◆ **Instructions for the task**:
Return each line from the entries below that contains the string "flower".
☆ ☆ ☆
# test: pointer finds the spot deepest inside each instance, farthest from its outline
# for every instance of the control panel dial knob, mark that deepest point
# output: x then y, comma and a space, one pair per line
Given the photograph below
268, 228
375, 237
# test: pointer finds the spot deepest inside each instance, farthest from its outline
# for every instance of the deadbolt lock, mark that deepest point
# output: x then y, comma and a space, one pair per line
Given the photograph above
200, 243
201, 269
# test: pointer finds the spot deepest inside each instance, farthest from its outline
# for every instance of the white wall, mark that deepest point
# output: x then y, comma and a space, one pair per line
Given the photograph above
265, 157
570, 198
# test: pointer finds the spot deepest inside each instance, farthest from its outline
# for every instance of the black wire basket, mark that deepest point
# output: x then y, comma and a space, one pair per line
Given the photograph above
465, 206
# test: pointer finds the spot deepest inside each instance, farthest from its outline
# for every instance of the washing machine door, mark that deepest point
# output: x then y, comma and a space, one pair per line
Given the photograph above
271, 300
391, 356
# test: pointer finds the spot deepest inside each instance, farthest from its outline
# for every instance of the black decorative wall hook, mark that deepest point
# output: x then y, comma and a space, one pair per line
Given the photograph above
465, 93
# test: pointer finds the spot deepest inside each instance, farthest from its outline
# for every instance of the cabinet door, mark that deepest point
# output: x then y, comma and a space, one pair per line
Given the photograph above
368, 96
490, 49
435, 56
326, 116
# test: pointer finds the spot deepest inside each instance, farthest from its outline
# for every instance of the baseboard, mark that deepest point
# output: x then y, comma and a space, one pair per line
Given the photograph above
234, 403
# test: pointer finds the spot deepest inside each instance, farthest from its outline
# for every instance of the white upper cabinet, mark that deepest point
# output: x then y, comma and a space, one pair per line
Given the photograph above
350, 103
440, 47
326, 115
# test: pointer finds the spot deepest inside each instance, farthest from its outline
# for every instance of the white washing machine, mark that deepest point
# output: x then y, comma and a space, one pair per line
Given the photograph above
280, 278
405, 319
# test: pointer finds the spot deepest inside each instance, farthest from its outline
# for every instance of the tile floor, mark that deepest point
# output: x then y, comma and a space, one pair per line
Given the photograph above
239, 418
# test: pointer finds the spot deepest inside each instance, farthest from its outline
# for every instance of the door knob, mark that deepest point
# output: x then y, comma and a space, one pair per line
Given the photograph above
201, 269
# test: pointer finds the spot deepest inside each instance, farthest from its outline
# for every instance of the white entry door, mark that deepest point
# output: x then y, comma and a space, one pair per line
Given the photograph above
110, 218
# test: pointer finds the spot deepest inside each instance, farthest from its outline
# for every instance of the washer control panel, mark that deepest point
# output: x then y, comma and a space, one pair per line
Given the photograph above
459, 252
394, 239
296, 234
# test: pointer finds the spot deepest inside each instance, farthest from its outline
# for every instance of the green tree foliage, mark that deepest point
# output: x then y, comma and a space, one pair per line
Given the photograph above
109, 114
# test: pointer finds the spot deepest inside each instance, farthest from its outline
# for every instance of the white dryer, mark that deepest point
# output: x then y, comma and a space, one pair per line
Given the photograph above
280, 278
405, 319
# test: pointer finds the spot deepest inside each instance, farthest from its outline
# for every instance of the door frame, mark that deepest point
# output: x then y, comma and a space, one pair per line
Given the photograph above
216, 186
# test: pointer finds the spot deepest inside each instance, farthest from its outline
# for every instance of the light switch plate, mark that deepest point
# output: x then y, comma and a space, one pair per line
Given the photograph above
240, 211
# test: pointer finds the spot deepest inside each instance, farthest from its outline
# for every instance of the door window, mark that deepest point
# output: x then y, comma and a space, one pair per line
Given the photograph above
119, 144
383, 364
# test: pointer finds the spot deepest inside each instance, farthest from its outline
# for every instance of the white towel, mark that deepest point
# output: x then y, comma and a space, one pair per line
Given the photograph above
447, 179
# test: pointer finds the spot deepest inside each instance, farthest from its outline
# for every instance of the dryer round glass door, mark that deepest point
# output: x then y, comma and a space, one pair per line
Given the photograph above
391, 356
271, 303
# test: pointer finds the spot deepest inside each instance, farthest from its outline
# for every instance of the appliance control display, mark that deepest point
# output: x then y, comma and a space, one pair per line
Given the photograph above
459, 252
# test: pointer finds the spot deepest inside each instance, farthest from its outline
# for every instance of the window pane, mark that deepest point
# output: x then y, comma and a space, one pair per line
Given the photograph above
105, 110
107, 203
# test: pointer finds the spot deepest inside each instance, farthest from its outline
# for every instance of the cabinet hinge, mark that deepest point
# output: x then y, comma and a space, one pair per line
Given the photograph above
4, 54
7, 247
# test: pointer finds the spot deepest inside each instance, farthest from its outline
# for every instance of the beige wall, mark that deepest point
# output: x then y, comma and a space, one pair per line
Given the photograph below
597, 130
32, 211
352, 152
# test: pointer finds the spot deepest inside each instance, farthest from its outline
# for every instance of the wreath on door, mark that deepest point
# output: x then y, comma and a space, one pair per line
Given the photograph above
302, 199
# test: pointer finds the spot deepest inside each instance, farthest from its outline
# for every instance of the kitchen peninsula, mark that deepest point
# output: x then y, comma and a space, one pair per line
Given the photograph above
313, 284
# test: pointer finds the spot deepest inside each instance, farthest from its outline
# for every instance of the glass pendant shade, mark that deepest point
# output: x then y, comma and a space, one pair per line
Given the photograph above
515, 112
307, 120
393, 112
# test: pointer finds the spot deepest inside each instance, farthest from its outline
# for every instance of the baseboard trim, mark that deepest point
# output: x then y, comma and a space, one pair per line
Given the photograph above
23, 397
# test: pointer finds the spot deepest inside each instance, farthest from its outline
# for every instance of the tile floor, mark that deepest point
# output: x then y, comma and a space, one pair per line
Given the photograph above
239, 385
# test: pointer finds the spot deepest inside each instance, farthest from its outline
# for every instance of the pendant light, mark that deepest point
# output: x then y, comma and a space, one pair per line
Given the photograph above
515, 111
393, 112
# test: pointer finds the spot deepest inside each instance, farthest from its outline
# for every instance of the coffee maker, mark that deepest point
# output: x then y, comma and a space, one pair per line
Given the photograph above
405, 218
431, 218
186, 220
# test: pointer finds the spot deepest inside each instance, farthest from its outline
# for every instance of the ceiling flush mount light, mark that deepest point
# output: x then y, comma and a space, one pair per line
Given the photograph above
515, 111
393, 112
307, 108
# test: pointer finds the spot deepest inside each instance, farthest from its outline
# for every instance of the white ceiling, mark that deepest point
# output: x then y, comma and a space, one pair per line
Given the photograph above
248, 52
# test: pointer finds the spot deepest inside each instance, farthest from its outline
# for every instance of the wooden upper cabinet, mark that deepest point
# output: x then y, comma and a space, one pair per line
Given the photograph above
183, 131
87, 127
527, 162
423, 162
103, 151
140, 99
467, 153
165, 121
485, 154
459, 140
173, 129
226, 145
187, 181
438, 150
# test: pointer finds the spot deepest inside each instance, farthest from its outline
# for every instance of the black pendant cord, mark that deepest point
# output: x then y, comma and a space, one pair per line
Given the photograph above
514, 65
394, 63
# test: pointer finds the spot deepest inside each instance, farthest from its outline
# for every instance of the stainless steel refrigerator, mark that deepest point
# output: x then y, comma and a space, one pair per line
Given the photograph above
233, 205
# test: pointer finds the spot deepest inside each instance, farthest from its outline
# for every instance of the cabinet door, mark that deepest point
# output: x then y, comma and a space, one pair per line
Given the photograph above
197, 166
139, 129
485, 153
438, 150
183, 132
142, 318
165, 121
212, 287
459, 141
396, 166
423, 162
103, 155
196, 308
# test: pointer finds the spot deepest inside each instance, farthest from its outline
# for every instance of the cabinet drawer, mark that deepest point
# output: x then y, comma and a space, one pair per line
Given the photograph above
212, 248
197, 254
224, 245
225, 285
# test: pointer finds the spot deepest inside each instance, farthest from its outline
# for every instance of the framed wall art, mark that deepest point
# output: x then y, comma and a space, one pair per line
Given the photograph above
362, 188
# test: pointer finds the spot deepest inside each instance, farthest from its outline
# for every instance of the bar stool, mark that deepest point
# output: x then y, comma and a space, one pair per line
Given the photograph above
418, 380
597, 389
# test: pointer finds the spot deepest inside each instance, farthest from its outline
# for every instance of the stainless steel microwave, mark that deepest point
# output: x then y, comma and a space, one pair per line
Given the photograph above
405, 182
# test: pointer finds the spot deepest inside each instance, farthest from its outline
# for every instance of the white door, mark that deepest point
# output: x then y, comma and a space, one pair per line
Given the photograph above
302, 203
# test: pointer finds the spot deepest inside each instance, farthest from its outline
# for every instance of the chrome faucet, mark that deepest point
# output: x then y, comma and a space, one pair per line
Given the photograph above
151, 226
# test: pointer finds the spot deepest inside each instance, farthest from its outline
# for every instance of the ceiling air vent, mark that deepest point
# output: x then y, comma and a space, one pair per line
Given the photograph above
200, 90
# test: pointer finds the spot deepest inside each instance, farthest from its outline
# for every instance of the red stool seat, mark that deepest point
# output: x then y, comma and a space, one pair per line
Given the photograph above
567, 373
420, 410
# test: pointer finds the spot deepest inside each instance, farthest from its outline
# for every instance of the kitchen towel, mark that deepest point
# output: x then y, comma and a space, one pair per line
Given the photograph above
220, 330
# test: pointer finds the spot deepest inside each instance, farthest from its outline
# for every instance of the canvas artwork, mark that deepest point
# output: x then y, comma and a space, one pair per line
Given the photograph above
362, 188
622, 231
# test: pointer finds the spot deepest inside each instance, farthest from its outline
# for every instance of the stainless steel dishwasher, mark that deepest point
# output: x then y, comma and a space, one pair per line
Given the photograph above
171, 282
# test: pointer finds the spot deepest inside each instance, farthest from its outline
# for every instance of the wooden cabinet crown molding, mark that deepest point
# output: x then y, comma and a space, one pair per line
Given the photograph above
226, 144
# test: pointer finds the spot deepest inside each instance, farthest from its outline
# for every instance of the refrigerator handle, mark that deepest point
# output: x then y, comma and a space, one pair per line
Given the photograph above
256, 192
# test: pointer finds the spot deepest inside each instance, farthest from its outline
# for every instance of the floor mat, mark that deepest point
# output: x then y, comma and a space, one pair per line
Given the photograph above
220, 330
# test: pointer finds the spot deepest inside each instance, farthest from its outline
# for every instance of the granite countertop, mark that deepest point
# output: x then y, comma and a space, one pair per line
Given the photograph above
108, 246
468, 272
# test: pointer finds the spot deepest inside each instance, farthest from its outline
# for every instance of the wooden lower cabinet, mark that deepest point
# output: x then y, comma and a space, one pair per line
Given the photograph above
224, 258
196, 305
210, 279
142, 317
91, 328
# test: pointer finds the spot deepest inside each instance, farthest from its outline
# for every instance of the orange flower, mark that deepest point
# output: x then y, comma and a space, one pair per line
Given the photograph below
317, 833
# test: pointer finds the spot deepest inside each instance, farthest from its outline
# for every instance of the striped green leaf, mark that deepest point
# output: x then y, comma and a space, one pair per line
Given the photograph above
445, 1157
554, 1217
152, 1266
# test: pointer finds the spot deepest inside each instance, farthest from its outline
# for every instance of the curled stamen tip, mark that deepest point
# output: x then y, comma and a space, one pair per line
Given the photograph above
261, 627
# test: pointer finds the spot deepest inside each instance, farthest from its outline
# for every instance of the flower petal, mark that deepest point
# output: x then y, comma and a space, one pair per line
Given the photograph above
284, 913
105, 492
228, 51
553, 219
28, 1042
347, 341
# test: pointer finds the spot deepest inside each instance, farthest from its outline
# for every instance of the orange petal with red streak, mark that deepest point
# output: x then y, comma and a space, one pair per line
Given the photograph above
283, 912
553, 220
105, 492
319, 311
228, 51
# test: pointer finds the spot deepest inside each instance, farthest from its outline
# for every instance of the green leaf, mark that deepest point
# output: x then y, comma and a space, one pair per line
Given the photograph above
☆ ☆ ☆
◆ **Response**:
# for every instance of the orange flower, mark that deepest point
# for every instance of the flower petal, mark that deepest point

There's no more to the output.